** START Exercise materials **
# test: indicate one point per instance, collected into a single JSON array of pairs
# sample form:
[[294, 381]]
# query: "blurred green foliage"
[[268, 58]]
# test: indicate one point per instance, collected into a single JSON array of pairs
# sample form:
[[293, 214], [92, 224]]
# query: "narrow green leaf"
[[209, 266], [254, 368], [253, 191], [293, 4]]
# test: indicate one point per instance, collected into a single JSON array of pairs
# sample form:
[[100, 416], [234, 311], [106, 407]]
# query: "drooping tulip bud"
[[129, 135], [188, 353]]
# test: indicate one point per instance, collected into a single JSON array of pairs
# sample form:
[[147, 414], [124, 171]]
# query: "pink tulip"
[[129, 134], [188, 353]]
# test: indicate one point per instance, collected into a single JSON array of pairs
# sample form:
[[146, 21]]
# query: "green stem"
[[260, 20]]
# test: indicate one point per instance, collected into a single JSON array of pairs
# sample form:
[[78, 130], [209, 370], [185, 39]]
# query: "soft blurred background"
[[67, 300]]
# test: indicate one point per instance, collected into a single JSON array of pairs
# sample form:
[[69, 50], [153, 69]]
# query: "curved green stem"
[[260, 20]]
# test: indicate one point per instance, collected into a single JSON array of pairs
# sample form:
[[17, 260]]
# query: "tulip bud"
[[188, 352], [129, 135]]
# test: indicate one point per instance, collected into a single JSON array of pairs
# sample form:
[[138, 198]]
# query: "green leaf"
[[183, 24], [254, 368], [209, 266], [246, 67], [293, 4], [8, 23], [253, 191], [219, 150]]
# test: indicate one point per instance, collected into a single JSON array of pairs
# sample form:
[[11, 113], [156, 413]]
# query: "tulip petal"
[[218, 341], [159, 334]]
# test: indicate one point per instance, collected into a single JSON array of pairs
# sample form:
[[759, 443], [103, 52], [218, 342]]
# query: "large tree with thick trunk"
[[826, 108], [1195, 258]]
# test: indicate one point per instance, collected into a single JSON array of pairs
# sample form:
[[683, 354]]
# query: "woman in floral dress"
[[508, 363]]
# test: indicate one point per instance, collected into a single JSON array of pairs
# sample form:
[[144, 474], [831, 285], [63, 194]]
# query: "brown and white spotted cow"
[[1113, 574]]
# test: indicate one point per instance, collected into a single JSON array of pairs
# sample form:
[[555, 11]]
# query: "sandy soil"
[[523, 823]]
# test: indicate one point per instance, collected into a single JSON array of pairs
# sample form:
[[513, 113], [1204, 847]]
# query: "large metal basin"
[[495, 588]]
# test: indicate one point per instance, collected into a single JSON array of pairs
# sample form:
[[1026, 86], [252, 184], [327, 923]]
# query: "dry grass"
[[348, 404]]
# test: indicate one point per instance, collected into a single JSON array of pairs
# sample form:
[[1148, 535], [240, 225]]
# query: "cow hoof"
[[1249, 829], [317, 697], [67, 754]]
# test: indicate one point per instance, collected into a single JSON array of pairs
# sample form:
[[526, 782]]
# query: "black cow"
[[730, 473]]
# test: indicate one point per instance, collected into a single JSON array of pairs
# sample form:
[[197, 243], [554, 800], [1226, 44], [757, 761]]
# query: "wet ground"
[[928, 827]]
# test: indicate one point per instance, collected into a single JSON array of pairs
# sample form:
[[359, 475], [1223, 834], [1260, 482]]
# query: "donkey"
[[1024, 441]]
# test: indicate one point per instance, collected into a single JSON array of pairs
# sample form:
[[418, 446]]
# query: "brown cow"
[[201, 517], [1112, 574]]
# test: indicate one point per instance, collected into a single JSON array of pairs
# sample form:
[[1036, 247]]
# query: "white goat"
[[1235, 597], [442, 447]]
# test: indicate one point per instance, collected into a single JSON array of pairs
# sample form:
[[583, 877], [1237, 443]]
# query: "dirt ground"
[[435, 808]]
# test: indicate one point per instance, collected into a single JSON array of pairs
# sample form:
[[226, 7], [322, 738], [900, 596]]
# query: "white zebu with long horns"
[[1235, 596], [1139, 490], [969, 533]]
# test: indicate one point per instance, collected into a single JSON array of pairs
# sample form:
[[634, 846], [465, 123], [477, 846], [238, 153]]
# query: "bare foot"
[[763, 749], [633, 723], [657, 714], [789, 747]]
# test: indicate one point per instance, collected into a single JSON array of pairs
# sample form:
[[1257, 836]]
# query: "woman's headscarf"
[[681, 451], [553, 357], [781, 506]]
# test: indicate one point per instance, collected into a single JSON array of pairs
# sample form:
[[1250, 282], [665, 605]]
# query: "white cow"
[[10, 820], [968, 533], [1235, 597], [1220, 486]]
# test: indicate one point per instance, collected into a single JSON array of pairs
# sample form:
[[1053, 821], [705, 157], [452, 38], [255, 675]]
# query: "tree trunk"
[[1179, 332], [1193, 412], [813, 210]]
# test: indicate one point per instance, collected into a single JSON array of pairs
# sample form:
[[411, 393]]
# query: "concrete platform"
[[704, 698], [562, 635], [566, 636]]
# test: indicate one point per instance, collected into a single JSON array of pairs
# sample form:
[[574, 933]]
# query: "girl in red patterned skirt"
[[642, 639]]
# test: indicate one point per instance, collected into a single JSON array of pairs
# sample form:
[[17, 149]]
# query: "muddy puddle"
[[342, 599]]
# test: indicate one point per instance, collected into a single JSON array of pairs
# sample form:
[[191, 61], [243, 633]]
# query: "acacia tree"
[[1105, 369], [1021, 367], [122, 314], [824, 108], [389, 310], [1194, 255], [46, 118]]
** END Exercise materials **
● Instruction
Revise the lines above by replacing each "sample form" with "example format", leaving everything else unchanged.

● Exercise solution
# test: indicate one point per instance, collected into a single JSON array of pairs
# example format:
[[294, 381]]
# query: "blurred green foliage"
[[268, 58]]
# test: indicate one point per instance, collected into a single JSON array of pairs
# example format:
[[293, 214], [92, 224]]
# query: "narrow green leaf"
[[209, 266], [254, 368], [253, 191], [293, 4]]
# test: indicate one point per instance, collected into a single JSON array of pairs
# example format:
[[100, 416], [234, 311], [106, 407]]
# query: "drooping tulip bud"
[[129, 135], [188, 353]]
# test: indicate one point per instance, collected into a single JSON array of pairs
# example format:
[[147, 414], [124, 171]]
# query: "pink tulip"
[[129, 134], [188, 353]]
# test: indicate one point per instance, collected into a single JSON array of pairs
# example format:
[[146, 21]]
# query: "green stem"
[[260, 20]]
# test: indicate one point per instance, collected into a single JSON array of pairs
# example format:
[[78, 130], [209, 370], [185, 39]]
# query: "soft blurred background"
[[67, 300]]
# test: indicate one point per instance, collected into a single JSON array of pairs
# example format:
[[69, 50], [153, 69]]
# query: "curved green stem"
[[260, 20]]
# test: indicate one point per instance, collected into a single JSON array of pairs
# example format:
[[17, 260]]
# query: "tulip bud"
[[188, 352], [129, 135]]
# test: indicate one point per instance, collected into a single JSON array of pairs
# example format:
[[138, 198]]
# query: "green leaf"
[[183, 24], [254, 368], [209, 266], [246, 67], [293, 4], [8, 23], [253, 191], [219, 150]]
# test: indicate one point per instance, collected into a single JSON array of pairs
# example format:
[[11, 113], [156, 413]]
# query: "tulip petal"
[[218, 341], [159, 334]]
# test: indicate one point per instance, collected into a single JSON array of pairs
# example format:
[[759, 443], [103, 52], [218, 342]]
# query: "large tree with thick trunk"
[[826, 108], [1195, 258]]
# test: indicate one point per instance, collected into a single JSON array of pairs
# example format:
[[683, 354]]
# query: "woman in floral dress"
[[508, 363]]
# test: indicate one point per instance, collected into a single JSON array of pairs
# example format:
[[144, 474], [831, 285], [63, 194]]
# query: "brown and white spotted cow"
[[1113, 574]]
# test: indicate one point per instance, collected into a single JSON array of pairs
# example format:
[[555, 11]]
# query: "sandy soil"
[[523, 823]]
# test: indicate one point per instance, collected into a single JSON array of pairs
# example format:
[[513, 113], [1204, 847]]
# query: "large metal basin"
[[495, 588]]
# test: indicate one point per instance, collected into a single JSON array of pairs
# example format:
[[1026, 86], [252, 184], [327, 923]]
# query: "dry grass"
[[348, 404]]
# test: indicate one point per instance, collected into a single JSON array of pairs
# example format:
[[1148, 535], [240, 225]]
# query: "cow hoof"
[[1249, 829], [317, 697], [67, 754]]
# test: indicate one point per instance, collected into a single JSON array of pairs
# example format:
[[526, 782]]
# query: "black cow"
[[730, 473]]
# test: indicate one point per instance, collected into a single JSON array of pairs
# example format:
[[197, 243], [554, 800], [1226, 44], [757, 761]]
# query: "wet ground"
[[928, 827]]
# test: indicate one point per instance, collected into a single JSON array of pairs
# example format:
[[359, 475], [1223, 834], [1260, 482]]
# query: "donkey"
[[1024, 441]]
# test: indicate one point per instance, collected into a single JSON array of pairs
# example format:
[[418, 446]]
# query: "brown cow"
[[201, 517], [1112, 574]]
# test: indicate one point per instance, collected into a single JSON array of pairs
# example format:
[[1036, 247]]
# query: "white goat"
[[1235, 597], [442, 447]]
# test: indicate one point per instance, collected into a single JSON array of pairs
# example format:
[[583, 877], [1237, 443]]
# query: "dirt ground"
[[435, 808]]
# test: indicate one point per instance, collected into a single JSON array of pairs
# example format:
[[226, 7], [322, 738], [900, 596]]
# query: "white zebu with long horns"
[[1235, 596], [1139, 490], [969, 533]]
# test: indicate one point per instance, collected into a single JSON array of pairs
# example format:
[[634, 846], [465, 123], [477, 846], [238, 153]]
# query: "bare foot"
[[763, 749], [633, 723], [657, 714], [789, 747]]
# test: indicate one point per instance, collected into a single JSON array of pairs
# example format:
[[1257, 836]]
# query: "woman's headscarf"
[[681, 451], [553, 357], [781, 506]]
# test: indicate one point per instance, collected into a single JSON array of pairs
# example format:
[[1250, 282], [665, 605]]
# query: "white cow"
[[10, 820], [968, 533], [1235, 597], [1220, 486]]
# test: indicate one point per instance, collected into a single JSON array of pairs
# example format:
[[1053, 821], [705, 157], [452, 38], [255, 675]]
# query: "tree trunk"
[[1179, 332], [1193, 412], [813, 210]]
# test: indicate one point per instance, collected into a single JSON array of pairs
# example format:
[[411, 393]]
# query: "concrete platform"
[[704, 698], [562, 635], [566, 636]]
# test: indicate one point per instance, collected into a single JSON array of pairs
# example format:
[[574, 933]]
# query: "girl in red patterned skirt"
[[642, 639]]
# test: indicate one point per instance, collected into a single JSON array of pairs
# example format:
[[17, 149]]
# query: "muddy puddle"
[[342, 599]]
# test: indicate one point per instance, collected into a single JSON array of pairs
# example format:
[[191, 61], [243, 633]]
# query: "acacia tree"
[[1105, 369], [1021, 367], [122, 314], [824, 108], [389, 310], [1194, 255], [46, 118]]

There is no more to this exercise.